- **DO THIS**
Below is a set of records. Repeat all of them exactly.

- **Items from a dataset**
## Begin

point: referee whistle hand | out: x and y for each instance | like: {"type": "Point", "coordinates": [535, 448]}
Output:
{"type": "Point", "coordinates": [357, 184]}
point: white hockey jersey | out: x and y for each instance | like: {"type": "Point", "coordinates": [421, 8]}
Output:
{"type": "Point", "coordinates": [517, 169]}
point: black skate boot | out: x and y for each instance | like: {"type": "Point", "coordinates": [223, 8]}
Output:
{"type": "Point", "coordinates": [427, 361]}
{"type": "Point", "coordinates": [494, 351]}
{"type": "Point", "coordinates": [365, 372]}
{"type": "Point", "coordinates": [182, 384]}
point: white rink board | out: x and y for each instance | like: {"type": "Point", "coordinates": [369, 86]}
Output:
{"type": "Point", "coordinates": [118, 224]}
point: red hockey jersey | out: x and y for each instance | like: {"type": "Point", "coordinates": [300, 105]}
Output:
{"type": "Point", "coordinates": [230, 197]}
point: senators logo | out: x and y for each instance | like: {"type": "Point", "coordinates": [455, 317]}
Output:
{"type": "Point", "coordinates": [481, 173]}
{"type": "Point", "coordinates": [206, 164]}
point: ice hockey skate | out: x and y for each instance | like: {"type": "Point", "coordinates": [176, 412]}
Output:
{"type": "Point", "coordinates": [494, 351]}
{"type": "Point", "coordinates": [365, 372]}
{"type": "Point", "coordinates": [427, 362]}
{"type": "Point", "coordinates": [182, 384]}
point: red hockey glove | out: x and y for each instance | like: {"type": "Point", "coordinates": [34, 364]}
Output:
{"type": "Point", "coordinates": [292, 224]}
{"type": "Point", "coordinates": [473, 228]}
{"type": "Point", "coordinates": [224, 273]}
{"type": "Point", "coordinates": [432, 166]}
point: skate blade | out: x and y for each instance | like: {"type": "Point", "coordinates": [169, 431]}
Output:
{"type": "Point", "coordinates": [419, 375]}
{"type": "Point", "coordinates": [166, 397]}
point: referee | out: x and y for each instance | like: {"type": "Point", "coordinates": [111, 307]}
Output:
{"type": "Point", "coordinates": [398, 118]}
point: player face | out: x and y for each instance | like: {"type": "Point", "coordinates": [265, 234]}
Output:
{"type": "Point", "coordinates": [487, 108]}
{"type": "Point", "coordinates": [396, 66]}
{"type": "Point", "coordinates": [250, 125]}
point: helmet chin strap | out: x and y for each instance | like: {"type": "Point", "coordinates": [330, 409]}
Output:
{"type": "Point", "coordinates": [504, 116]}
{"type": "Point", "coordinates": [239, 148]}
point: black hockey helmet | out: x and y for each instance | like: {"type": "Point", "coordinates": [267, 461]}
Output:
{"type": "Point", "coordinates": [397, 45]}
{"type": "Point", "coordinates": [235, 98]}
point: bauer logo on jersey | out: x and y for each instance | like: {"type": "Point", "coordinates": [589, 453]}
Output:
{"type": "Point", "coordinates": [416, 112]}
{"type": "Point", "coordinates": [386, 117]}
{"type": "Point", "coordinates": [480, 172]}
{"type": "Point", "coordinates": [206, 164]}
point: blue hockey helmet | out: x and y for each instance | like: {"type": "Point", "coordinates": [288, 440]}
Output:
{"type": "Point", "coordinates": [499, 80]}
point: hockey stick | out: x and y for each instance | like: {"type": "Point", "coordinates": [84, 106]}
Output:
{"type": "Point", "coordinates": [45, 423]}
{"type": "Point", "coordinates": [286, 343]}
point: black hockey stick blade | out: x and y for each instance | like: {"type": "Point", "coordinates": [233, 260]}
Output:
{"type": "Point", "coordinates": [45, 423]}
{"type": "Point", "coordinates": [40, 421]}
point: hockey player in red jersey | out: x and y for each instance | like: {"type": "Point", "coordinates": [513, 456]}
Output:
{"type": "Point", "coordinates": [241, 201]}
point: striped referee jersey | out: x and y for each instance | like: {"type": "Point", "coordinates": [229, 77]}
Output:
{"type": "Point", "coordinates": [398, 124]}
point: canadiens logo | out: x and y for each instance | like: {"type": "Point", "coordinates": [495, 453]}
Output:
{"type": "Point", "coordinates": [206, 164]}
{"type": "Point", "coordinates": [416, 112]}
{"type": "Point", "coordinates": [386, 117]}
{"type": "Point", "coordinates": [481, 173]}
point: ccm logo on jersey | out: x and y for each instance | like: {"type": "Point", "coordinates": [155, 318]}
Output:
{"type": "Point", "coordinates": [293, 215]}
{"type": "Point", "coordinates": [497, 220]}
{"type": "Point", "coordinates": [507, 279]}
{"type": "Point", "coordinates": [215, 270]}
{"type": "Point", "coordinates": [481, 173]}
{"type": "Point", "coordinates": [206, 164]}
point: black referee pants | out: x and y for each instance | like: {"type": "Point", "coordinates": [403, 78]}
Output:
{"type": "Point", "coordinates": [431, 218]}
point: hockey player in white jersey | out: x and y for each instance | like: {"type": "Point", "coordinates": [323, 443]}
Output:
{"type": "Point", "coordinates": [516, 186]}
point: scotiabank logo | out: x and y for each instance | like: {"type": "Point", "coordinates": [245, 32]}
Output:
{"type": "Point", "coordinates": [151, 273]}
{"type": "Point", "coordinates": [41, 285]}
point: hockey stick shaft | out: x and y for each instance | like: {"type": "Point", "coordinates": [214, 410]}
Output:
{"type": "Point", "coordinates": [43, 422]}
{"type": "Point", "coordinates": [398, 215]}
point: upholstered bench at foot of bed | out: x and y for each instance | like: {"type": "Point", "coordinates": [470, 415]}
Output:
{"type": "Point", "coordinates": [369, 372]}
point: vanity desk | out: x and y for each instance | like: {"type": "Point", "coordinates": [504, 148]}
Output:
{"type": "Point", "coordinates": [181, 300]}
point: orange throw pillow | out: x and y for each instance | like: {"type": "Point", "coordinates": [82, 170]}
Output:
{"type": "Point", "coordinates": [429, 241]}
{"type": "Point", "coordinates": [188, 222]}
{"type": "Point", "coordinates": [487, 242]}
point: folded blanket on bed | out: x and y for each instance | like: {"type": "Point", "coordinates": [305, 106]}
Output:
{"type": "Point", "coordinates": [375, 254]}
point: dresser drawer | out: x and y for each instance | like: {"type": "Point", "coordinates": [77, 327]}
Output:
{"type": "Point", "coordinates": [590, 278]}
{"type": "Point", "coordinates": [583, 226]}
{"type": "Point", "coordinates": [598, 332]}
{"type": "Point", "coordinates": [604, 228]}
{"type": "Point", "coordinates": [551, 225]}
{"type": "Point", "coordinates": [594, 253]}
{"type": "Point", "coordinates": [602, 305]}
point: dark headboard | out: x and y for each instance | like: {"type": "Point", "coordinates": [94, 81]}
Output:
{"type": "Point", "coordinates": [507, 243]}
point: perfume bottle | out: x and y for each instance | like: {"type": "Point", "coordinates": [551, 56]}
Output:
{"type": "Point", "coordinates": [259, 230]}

## End

- **THE ANSWER**
point: referee whistle hand | out: x and y for each instance | like: {"type": "Point", "coordinates": [535, 448]}
Output:
{"type": "Point", "coordinates": [357, 184]}
point: white hockey jersey | out: x and y for each instance | like: {"type": "Point", "coordinates": [421, 8]}
Output:
{"type": "Point", "coordinates": [517, 169]}
point: black skate boot | out: x and y for each instance | like: {"type": "Point", "coordinates": [223, 8]}
Output:
{"type": "Point", "coordinates": [427, 361]}
{"type": "Point", "coordinates": [494, 351]}
{"type": "Point", "coordinates": [365, 372]}
{"type": "Point", "coordinates": [182, 384]}
point: white rink board | out: x and y for each instance | like: {"type": "Point", "coordinates": [369, 86]}
Output:
{"type": "Point", "coordinates": [118, 224]}
point: red hockey jersey | out: x and y for each instance | like: {"type": "Point", "coordinates": [300, 105]}
Output:
{"type": "Point", "coordinates": [230, 197]}
point: senators logo | out: x and y for each instance | like: {"type": "Point", "coordinates": [455, 317]}
Output:
{"type": "Point", "coordinates": [481, 173]}
{"type": "Point", "coordinates": [206, 164]}
point: ice hockey skate | out: x and y for each instance | like: {"type": "Point", "coordinates": [176, 412]}
Output:
{"type": "Point", "coordinates": [494, 351]}
{"type": "Point", "coordinates": [365, 372]}
{"type": "Point", "coordinates": [427, 362]}
{"type": "Point", "coordinates": [182, 384]}
point: red hockey glove | out: x and y for each instance | like: {"type": "Point", "coordinates": [34, 364]}
Output:
{"type": "Point", "coordinates": [292, 224]}
{"type": "Point", "coordinates": [473, 228]}
{"type": "Point", "coordinates": [224, 273]}
{"type": "Point", "coordinates": [432, 166]}
point: skate blade | out: x and y for each instance | like: {"type": "Point", "coordinates": [169, 431]}
Output:
{"type": "Point", "coordinates": [419, 375]}
{"type": "Point", "coordinates": [166, 397]}
point: referee | out: x and y for each instance | like: {"type": "Point", "coordinates": [111, 307]}
Output:
{"type": "Point", "coordinates": [398, 118]}
point: player face | out: x and y for each instance | like: {"type": "Point", "coordinates": [265, 234]}
Output:
{"type": "Point", "coordinates": [487, 108]}
{"type": "Point", "coordinates": [396, 66]}
{"type": "Point", "coordinates": [250, 125]}
point: helmet chin strap | out: x and y for each instance | like: {"type": "Point", "coordinates": [330, 409]}
Output:
{"type": "Point", "coordinates": [504, 116]}
{"type": "Point", "coordinates": [239, 148]}
point: black hockey helmet | out: x and y for each instance | like: {"type": "Point", "coordinates": [267, 461]}
Output:
{"type": "Point", "coordinates": [397, 45]}
{"type": "Point", "coordinates": [235, 98]}
point: bauer logo on jersey | out: x and y for each instance | like: {"type": "Point", "coordinates": [589, 453]}
Output:
{"type": "Point", "coordinates": [416, 112]}
{"type": "Point", "coordinates": [386, 117]}
{"type": "Point", "coordinates": [480, 172]}
{"type": "Point", "coordinates": [206, 164]}
point: blue hockey helmet | out: x and y for each instance | like: {"type": "Point", "coordinates": [288, 440]}
Output:
{"type": "Point", "coordinates": [499, 80]}
point: hockey stick | out: x and y for each instance | like: {"type": "Point", "coordinates": [84, 106]}
Output:
{"type": "Point", "coordinates": [45, 423]}
{"type": "Point", "coordinates": [286, 343]}
point: black hockey stick blade | out: x and y for each instance | like: {"type": "Point", "coordinates": [233, 260]}
Output:
{"type": "Point", "coordinates": [45, 423]}
{"type": "Point", "coordinates": [40, 421]}
point: hockey player in red jersey | out: x and y for each instance | like: {"type": "Point", "coordinates": [513, 456]}
Output:
{"type": "Point", "coordinates": [241, 201]}
point: striped referee jersey | out: x and y for each instance | like: {"type": "Point", "coordinates": [229, 77]}
Output:
{"type": "Point", "coordinates": [398, 124]}
point: canadiens logo | out: x and y for each instance | like: {"type": "Point", "coordinates": [495, 453]}
Output:
{"type": "Point", "coordinates": [206, 164]}
{"type": "Point", "coordinates": [416, 112]}
{"type": "Point", "coordinates": [386, 117]}
{"type": "Point", "coordinates": [481, 173]}
point: ccm logo on jersey | out: x and y for each instance | like: {"type": "Point", "coordinates": [155, 318]}
Output:
{"type": "Point", "coordinates": [293, 215]}
{"type": "Point", "coordinates": [497, 220]}
{"type": "Point", "coordinates": [507, 279]}
{"type": "Point", "coordinates": [215, 270]}
{"type": "Point", "coordinates": [481, 173]}
{"type": "Point", "coordinates": [206, 164]}
point: black referee pants | out: x and y for each instance | like: {"type": "Point", "coordinates": [403, 78]}
Output:
{"type": "Point", "coordinates": [431, 218]}
point: hockey player in white jersey | out: x and y for each instance | like: {"type": "Point", "coordinates": [323, 443]}
Output:
{"type": "Point", "coordinates": [516, 186]}
point: scotiabank logo | out: x and y for each instance | like: {"type": "Point", "coordinates": [245, 32]}
Output:
{"type": "Point", "coordinates": [151, 273]}
{"type": "Point", "coordinates": [41, 285]}
point: hockey stick shaft | out: x and y for each instance | like: {"type": "Point", "coordinates": [214, 410]}
Output:
{"type": "Point", "coordinates": [43, 422]}
{"type": "Point", "coordinates": [398, 215]}
point: upholstered bench at foot of bed | out: x and y for each instance | like: {"type": "Point", "coordinates": [470, 415]}
Output:
{"type": "Point", "coordinates": [369, 372]}
point: vanity desk | out: x and y for each instance | like: {"type": "Point", "coordinates": [504, 148]}
Output:
{"type": "Point", "coordinates": [181, 300]}
point: orange throw pillow | out: x and y for each instance | like: {"type": "Point", "coordinates": [82, 170]}
Output:
{"type": "Point", "coordinates": [429, 241]}
{"type": "Point", "coordinates": [188, 222]}
{"type": "Point", "coordinates": [487, 242]}
point: folded blanket on bed | out: x and y for each instance | like: {"type": "Point", "coordinates": [305, 106]}
Output:
{"type": "Point", "coordinates": [375, 254]}
point: dresser drawer | out: x and y for each instance | like: {"type": "Point", "coordinates": [77, 327]}
Output:
{"type": "Point", "coordinates": [590, 278]}
{"type": "Point", "coordinates": [583, 226]}
{"type": "Point", "coordinates": [598, 332]}
{"type": "Point", "coordinates": [604, 228]}
{"type": "Point", "coordinates": [551, 225]}
{"type": "Point", "coordinates": [594, 253]}
{"type": "Point", "coordinates": [602, 305]}
point: dark headboard | out: x and y for each instance | like: {"type": "Point", "coordinates": [94, 81]}
Output:
{"type": "Point", "coordinates": [507, 243]}
point: perfume bottle | out: x and y for each instance | like: {"type": "Point", "coordinates": [551, 56]}
Output:
{"type": "Point", "coordinates": [259, 230]}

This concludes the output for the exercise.